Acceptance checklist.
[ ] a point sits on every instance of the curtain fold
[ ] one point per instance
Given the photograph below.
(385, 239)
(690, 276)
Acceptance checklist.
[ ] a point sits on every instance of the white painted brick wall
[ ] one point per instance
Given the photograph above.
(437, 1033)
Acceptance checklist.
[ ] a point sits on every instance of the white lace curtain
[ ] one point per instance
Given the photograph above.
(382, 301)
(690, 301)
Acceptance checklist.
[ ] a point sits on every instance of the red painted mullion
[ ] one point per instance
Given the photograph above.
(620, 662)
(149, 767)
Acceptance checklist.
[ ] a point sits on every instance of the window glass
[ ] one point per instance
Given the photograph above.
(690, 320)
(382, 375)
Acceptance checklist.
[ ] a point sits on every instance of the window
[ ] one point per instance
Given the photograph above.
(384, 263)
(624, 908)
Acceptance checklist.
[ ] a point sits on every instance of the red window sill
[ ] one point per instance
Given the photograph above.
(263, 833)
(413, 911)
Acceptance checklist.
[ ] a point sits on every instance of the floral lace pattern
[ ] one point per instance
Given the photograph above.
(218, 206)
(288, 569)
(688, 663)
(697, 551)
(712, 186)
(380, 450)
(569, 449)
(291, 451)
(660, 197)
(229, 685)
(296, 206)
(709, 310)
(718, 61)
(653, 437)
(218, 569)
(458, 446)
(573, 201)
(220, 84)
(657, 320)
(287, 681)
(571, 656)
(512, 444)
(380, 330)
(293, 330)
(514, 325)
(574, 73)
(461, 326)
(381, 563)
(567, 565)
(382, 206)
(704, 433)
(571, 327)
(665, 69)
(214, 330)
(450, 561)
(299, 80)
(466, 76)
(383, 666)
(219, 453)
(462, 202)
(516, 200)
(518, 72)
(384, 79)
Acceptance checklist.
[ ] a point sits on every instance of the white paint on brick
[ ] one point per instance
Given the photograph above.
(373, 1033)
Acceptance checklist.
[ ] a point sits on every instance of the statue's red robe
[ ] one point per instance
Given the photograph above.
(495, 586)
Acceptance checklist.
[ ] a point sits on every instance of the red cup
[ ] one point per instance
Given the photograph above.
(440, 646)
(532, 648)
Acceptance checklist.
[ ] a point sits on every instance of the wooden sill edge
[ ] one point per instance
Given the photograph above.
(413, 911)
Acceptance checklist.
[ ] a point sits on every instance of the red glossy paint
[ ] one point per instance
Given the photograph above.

Problem details>
Report the number of lines in the listing above that contain the string "lace". Give only the number.

Result below>
2